═══ Provided entries ═══

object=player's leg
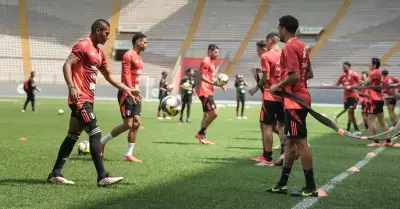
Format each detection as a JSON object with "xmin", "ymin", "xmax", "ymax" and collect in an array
[
  {"xmin": 368, "ymin": 100, "xmax": 381, "ymax": 147},
  {"xmin": 47, "ymin": 108, "xmax": 83, "ymax": 184}
]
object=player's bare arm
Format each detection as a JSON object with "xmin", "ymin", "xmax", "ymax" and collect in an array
[
  {"xmin": 63, "ymin": 55, "xmax": 79, "ymax": 103},
  {"xmin": 99, "ymin": 67, "xmax": 142, "ymax": 102}
]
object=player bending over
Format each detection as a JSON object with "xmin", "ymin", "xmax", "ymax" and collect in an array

═══

* Aim of the exercise
Repeat the data above word for word, omitting the pictures.

* Written solution
object=player's leg
Format each detection as a JSON object with "xmin", "ymin", "xmax", "ymax" and collect in an array
[
  {"xmin": 368, "ymin": 100, "xmax": 381, "ymax": 147},
  {"xmin": 47, "ymin": 108, "xmax": 83, "ymax": 184}
]
object=player's bare arm
Format each detection as a JSON object with "xmin", "ymin", "xmax", "ymax" and collect in an array
[
  {"xmin": 63, "ymin": 55, "xmax": 79, "ymax": 103},
  {"xmin": 99, "ymin": 67, "xmax": 142, "ymax": 102}
]
object=player bending over
Format each detection as a JSON object with "xmin", "ymin", "xmax", "ymax" and collect in an array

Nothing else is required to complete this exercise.